* [Set problem]:
Rewrite the records below with every "single marker" renamed to "single point" and everything else unchanged, leaving out the pictures.

* [Dataset excerpts]:

[START]

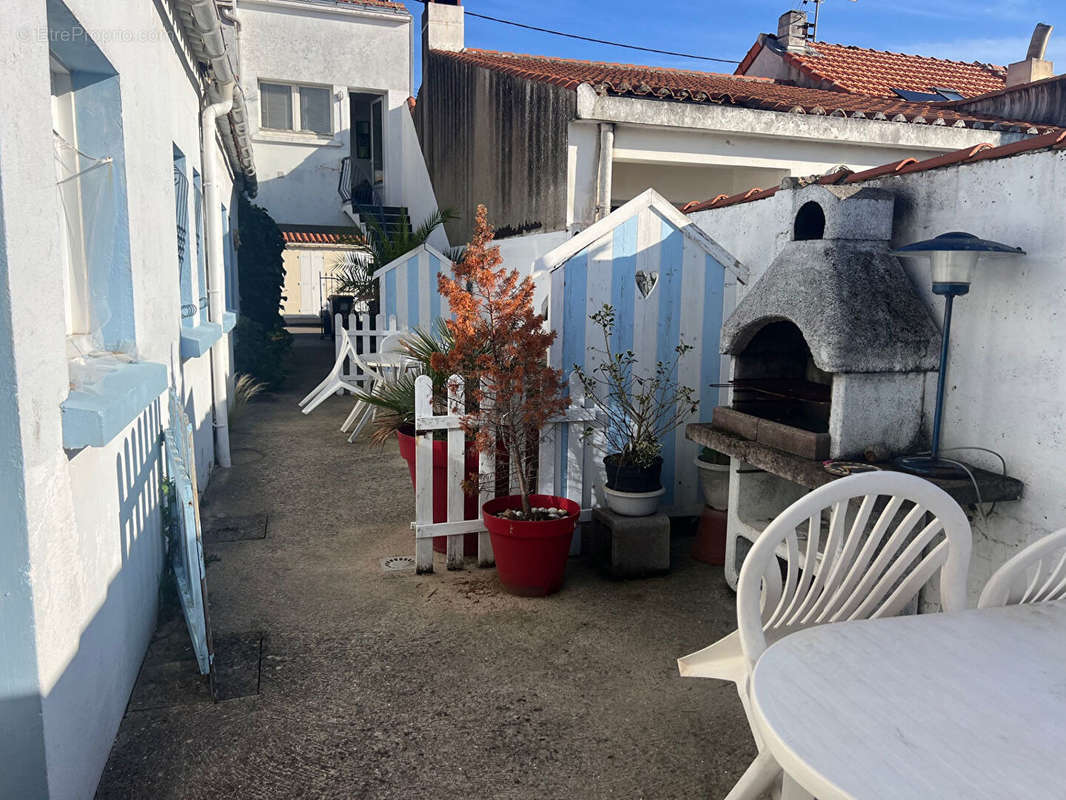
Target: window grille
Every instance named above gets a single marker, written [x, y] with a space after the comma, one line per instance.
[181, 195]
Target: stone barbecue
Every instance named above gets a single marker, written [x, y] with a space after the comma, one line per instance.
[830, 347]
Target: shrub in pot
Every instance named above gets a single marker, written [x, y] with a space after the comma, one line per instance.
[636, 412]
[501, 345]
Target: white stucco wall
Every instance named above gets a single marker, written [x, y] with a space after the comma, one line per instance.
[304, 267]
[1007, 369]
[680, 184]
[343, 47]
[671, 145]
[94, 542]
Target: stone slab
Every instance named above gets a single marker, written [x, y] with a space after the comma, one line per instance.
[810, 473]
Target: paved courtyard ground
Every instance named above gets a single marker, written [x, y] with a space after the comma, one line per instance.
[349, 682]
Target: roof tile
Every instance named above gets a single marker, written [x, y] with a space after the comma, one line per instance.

[END]

* [Solved problem]:
Target: window grille
Every instance named above gets a single point, written [x, y] with a space after the comma, one line per instance.
[181, 195]
Target: stone barbecue
Every instance named above gets a single point, written [x, y] with a space after the comma, one line per instance.
[830, 347]
Target: shrub in pot
Every instance named above gets a single point, written [x, y] with a space after the comma, one line per instance.
[636, 412]
[501, 345]
Target: white stucco wall
Every instance named above gets a single point, written [x, y] with a space after the comma, one line per instance.
[304, 267]
[1007, 369]
[680, 184]
[343, 47]
[671, 145]
[94, 542]
Target: stone slab
Every instance named above gets a single point, written [x, y] with a space after the comma, one line per instance.
[810, 473]
Target: paved courtyard ground
Every instance named above gets a single point, written [x, y] with a space after the comma, one line per instance.
[349, 682]
Target: roof tile
Every instance named above gets a single point, written [x, y] with a space after the comma, one line per instance.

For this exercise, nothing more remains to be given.